## DATA FOR ANALYSIS
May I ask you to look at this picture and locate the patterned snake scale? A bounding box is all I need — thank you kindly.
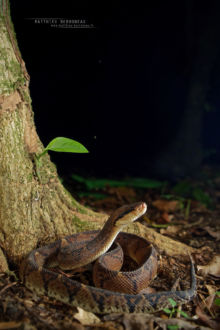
[20,202,196,313]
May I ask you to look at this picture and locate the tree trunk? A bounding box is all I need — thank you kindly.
[0,0,107,266]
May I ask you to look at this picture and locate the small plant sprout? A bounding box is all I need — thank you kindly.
[163,298,189,319]
[167,325,179,330]
[214,291,220,306]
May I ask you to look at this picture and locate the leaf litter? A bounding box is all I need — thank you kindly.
[0,166,220,329]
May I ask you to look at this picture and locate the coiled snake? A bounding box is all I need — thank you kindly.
[20,202,196,313]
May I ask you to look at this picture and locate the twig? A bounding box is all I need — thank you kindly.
[0,282,17,295]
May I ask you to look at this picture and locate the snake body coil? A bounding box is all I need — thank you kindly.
[20,202,196,313]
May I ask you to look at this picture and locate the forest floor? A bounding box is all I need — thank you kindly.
[0,165,220,330]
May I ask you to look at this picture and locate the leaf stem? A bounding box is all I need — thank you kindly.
[36,149,47,160]
[33,154,42,182]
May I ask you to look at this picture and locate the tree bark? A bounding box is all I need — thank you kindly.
[0,0,107,264]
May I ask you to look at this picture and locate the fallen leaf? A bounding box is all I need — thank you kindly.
[197,255,220,277]
[121,313,152,330]
[106,313,210,330]
[196,299,219,329]
[107,186,137,201]
[92,197,119,212]
[205,284,218,295]
[161,212,174,223]
[0,322,22,329]
[24,299,34,308]
[205,294,216,310]
[74,307,100,325]
[190,201,208,213]
[152,200,180,212]
[160,226,180,235]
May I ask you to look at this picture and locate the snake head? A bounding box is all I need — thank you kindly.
[113,202,147,228]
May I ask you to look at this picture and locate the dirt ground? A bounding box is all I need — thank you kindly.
[0,166,219,329]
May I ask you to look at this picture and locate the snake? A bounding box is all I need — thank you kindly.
[20,202,196,314]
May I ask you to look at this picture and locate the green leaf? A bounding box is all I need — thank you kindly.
[173,181,192,197]
[214,298,220,306]
[192,188,212,208]
[172,181,213,209]
[168,298,177,307]
[78,192,107,200]
[167,325,179,330]
[179,310,189,318]
[163,308,172,314]
[71,174,166,190]
[45,137,89,154]
[161,194,176,200]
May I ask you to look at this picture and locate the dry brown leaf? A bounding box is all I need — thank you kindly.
[190,201,208,212]
[152,199,180,212]
[24,299,35,308]
[205,284,218,295]
[197,255,220,277]
[74,307,101,325]
[160,225,181,235]
[107,313,211,330]
[122,313,154,330]
[205,294,216,310]
[161,212,174,223]
[92,197,119,212]
[0,322,22,329]
[107,186,137,201]
[196,301,219,329]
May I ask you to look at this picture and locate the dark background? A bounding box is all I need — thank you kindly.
[10,0,220,180]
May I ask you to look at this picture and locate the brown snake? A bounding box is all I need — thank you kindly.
[20,202,196,313]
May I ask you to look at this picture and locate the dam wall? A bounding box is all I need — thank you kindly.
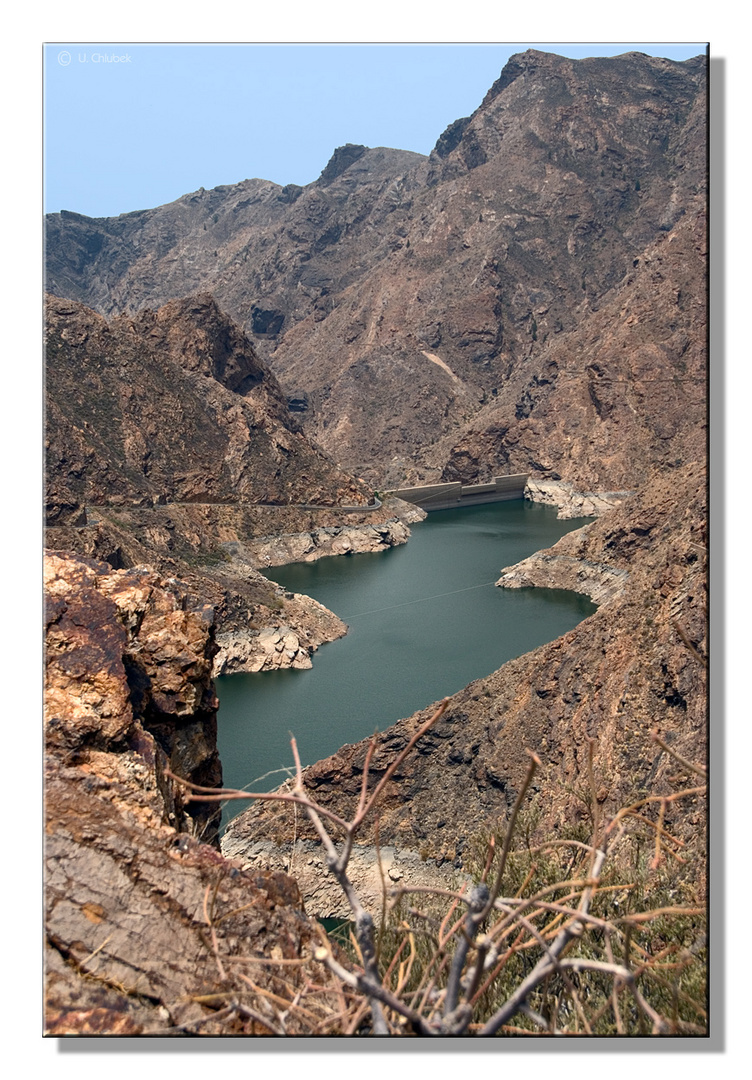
[388,475,528,512]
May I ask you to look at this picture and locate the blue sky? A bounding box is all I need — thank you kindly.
[43,42,706,219]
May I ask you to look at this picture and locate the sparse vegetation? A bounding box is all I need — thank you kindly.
[169,702,707,1036]
[180,546,232,568]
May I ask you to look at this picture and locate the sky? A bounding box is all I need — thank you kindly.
[43,42,706,220]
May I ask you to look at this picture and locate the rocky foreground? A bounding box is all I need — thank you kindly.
[44,550,348,1036]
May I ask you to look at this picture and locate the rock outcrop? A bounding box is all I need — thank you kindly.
[44,550,340,1036]
[47,507,353,677]
[44,550,222,840]
[522,480,633,520]
[241,510,419,569]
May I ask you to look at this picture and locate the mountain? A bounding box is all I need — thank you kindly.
[45,293,421,674]
[45,292,371,521]
[46,49,707,491]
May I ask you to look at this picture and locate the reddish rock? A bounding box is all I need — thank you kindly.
[44,550,222,837]
[44,551,339,1036]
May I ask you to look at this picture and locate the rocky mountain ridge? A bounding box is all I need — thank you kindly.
[46,49,706,492]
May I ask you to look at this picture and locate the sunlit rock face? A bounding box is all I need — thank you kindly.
[44,550,328,1036]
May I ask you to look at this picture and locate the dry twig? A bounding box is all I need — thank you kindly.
[166,708,705,1037]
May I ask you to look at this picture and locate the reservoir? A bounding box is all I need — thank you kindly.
[216,501,595,822]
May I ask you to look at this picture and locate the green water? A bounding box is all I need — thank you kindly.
[216,501,595,822]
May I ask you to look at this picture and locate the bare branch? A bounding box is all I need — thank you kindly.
[651,728,707,777]
[606,786,706,836]
[443,882,489,1018]
[671,620,707,668]
[483,751,541,918]
[164,768,353,833]
[356,741,377,822]
[314,944,437,1036]
[480,847,608,1035]
[202,882,227,982]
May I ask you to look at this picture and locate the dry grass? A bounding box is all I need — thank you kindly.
[168,707,707,1036]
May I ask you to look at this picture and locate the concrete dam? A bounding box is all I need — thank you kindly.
[388,475,528,512]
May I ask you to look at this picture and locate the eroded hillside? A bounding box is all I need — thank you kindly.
[46,50,706,490]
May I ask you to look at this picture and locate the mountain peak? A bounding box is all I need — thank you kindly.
[316,143,369,186]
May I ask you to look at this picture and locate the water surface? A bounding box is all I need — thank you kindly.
[216,502,595,820]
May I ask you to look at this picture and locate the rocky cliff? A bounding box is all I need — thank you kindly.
[46,50,706,494]
[44,551,348,1035]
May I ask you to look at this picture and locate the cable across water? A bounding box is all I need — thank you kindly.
[342,580,499,620]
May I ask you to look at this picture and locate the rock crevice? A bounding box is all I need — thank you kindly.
[44,550,335,1036]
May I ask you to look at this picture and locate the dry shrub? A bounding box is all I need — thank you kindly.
[169,703,707,1036]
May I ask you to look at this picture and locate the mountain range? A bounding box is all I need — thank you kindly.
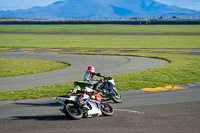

## WORK ORDER
I'd like every record transcribed exactly, with no pictures carried over.

## ANSWER SECTION
May I ask you to look at this picture and locate the patterned snake scale? A bounding box is all I need — thank you kindly.
[20,202,196,313]
May I ask you to look at this picture and locate the tree trunk? A bounding box is all I need — thank you kindly.
[0,0,107,266]
May I ask you to look at this picture and locate the small plant sprout? A bounding box is all I need — thank you kindly.
[163,298,189,319]
[167,325,179,330]
[214,291,220,306]
May I ask you to look at this picture and locate the leaf litter? A bounding box is all I need — thank you kindly.
[0,166,220,329]
May I ask you to look at this picture and locate the coiled snake? A bounding box is all I need — thank you kindly.
[20,202,196,313]
May I ask you to look at this picture and locate the twig? A bounding box is all I need — thank you kindly.
[0,282,17,295]
May I ask you to look at this picture and locate the snake body coil? A bounding box is all I need — thank you kindly.
[20,202,196,313]
May I ask you to look at this picture and locate the forest floor? A bounding box is all I need — thank you kindly.
[0,165,220,330]
May I ask you to look at this picture and locate the leaf stem? A bounding box is all I need — thank you kindly.
[36,149,47,160]
[33,154,42,182]
May I ask you to look at this picture and locate the tree bark? A bounding box is all I need — thank you kindly.
[0,0,107,264]
May I ask you to look at this picture and locate the fallen leaf? A bounding box is all I need — thank you kindly.
[197,255,220,277]
[121,313,152,330]
[106,313,210,330]
[196,299,219,329]
[107,186,137,201]
[92,197,119,212]
[205,284,218,295]
[161,212,174,223]
[0,322,22,329]
[24,299,34,308]
[205,294,216,310]
[74,307,100,325]
[190,201,208,213]
[152,200,180,212]
[160,226,180,235]
May I ask you to look at this picture and locate the snake head? A bounding box is all I need — thank you kindly.
[113,202,147,228]
May I ask you to look at this picture and locate the dirt ground? A bounding box is all I need — thank you kindly.
[0,166,219,329]
May I ask you to look at this picture and locate the snake? A bounding box is all I need — thank you kindly.
[20,202,196,314]
May I ask you to look at this picture and locate the green leaf? A bounding box is all I need — thank you kindly.
[173,181,192,197]
[214,298,220,306]
[192,188,212,208]
[172,181,213,209]
[168,298,177,307]
[78,192,107,200]
[167,325,179,330]
[179,310,189,318]
[163,308,172,314]
[71,174,166,190]
[45,137,89,154]
[161,194,176,200]
May I ask you to look at this picture and locate the dry brown leaf? A bounding box is all I need — thank you kindly.
[190,201,208,212]
[152,199,180,212]
[24,299,35,308]
[205,284,218,295]
[197,255,220,277]
[74,307,101,325]
[160,225,181,235]
[107,313,211,330]
[122,313,154,330]
[205,294,216,310]
[161,212,174,223]
[92,197,119,212]
[0,322,22,329]
[107,186,137,201]
[196,301,219,329]
May I ask you to look at this picture and locate the dark background? A bounding box is all I need — thank you kindly.
[10,0,220,180]
May I ask you to look at this picture and locate the brown snake? A bounding box is all I need — thank you kindly.
[20,202,196,313]
May I ask you to look at this picture and locate the dam wall? A bounding box is all I need — thank you kindly.
[388,475,528,512]
May I ask you to look at this picture and locate the blue sky? A bounding box is all I need — thank you kindly.
[43,42,706,219]
May I ask you to look at this picture and locate the sparse vegetation? A bounding box is all I need — thank you kindly.
[169,702,707,1036]
[180,546,232,568]
May I ask you to look at this picture and locate the sky? A bounding box is all I need — thank you kindly.
[43,42,706,220]
May I ask you to look at this picture and locate the rocky foreground? A bounding box is all I need — thank you kindly.
[44,550,348,1036]
May I ask you to look at this picture and locate the rock outcrop? A bounding box is all I need — thank you kindly.
[44,550,340,1036]
[47,507,353,677]
[44,550,222,840]
[522,480,633,520]
[241,510,419,569]
May I ask you to look at this picture and locate the mountain? A bounding box is all I need — thank you kindly.
[45,293,421,674]
[45,292,371,521]
[46,49,707,491]
May I ask you to look at this picture and locate the reddish rock? A bounding box is all I need — thank you kindly.
[44,550,222,837]
[44,551,339,1036]
May I ask you to look at this picture and locate the rocky mountain ridge? A bounding box is all I need — thank you kindly.
[46,49,706,492]
May I ask you to look at this picture and locate the sunlit rock face? A bounding box is all I need — thank you kindly.
[44,550,328,1036]
May I ask you to look at this picture and locate the dry twig? A bounding box is all I need — thank you kindly.
[166,708,705,1037]
May I ask you to look at this picture and locate the reservoir? A bounding box is all I need — thank you kindly.
[216,501,595,822]
May I ask you to look at this picture and locate the green water? A bounding box is all I need — thank you kindly.
[216,501,595,822]
May I ask you to look at this picture and locate the bare branch? A bounding box is all I need — thank you kindly.
[651,728,707,777]
[606,786,706,836]
[443,882,489,1018]
[671,620,707,668]
[483,751,541,918]
[164,768,353,833]
[356,741,377,822]
[314,944,437,1036]
[480,847,608,1035]
[202,882,227,982]
May I ask you to look at this picture and locate the dry grass? A bounding box is all I need — thank you kindly.
[168,707,707,1036]
May I ask you to look at this picture and locate the concrete dam? A bounding box is all I need — thank you kindly.
[388,475,528,512]
May I ask you to look at this picture and locate the eroded hillside? A bounding box is all I need — thank you kindly.
[46,50,706,490]
May I ask you to look at this picture and locate the mountain peak? A bounding box is all I need — thank you kindly.
[316,143,369,186]
May I ask you to look at this picture and locate the water surface? A bounding box is all I need — thank you kindly.
[216,502,595,820]
May I ask you to look at this picture and locate the rocky cliff? A bounding box is all I need — thank you kindly.
[46,50,706,494]
[44,551,348,1035]
May I ask you to look at this picture and locate the cable across water? A bounding box is all I need — thank you kindly.
[342,580,499,620]
May I ask you to look at this picture and locate the rock crevice? A bounding box is all I need — thank you kindly.
[44,550,335,1036]
May I ask you to look at this picture and locate the dry shrub? A bounding box is all I need — thank you kindly.
[169,703,707,1036]
May I ask you to look at this picture and locate the mountain range? A bounding box is all I need — thank you kindly.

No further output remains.